EXERCISE REQUIREMENTS:
Where a line in the records below includes "bridge", pull that line out.

RECORDS FOR THE EXERCISE:
#####
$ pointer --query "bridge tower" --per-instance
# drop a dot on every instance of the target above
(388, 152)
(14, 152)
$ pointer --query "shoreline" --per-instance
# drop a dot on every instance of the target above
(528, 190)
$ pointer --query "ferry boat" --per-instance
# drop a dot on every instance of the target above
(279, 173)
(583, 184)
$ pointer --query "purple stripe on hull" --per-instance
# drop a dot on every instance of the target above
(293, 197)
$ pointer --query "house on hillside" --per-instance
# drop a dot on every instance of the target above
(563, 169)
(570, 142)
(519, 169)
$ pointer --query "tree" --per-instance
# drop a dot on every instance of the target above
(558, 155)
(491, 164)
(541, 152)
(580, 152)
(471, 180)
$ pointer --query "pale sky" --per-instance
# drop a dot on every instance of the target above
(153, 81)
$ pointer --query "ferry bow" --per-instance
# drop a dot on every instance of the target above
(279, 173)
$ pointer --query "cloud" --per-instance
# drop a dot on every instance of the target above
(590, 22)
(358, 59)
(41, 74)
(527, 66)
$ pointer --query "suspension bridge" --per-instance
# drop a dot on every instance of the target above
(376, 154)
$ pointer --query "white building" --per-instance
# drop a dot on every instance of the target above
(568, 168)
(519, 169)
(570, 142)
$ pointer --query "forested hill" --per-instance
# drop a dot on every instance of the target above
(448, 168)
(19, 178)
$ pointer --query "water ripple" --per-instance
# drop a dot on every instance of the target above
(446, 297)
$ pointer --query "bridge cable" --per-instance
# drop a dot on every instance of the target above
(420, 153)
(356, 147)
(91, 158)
#####
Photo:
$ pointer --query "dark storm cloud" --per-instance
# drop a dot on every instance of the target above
#####
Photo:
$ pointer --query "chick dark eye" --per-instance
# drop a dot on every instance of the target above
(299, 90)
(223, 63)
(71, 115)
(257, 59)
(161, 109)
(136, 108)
#####
REPLY TO THE TASK:
$ pointer --query "bridge tower" --per-instance
$ pointer --query "suspension bridge" --per-instance
$ pointer --query "bridge cable" --per-instance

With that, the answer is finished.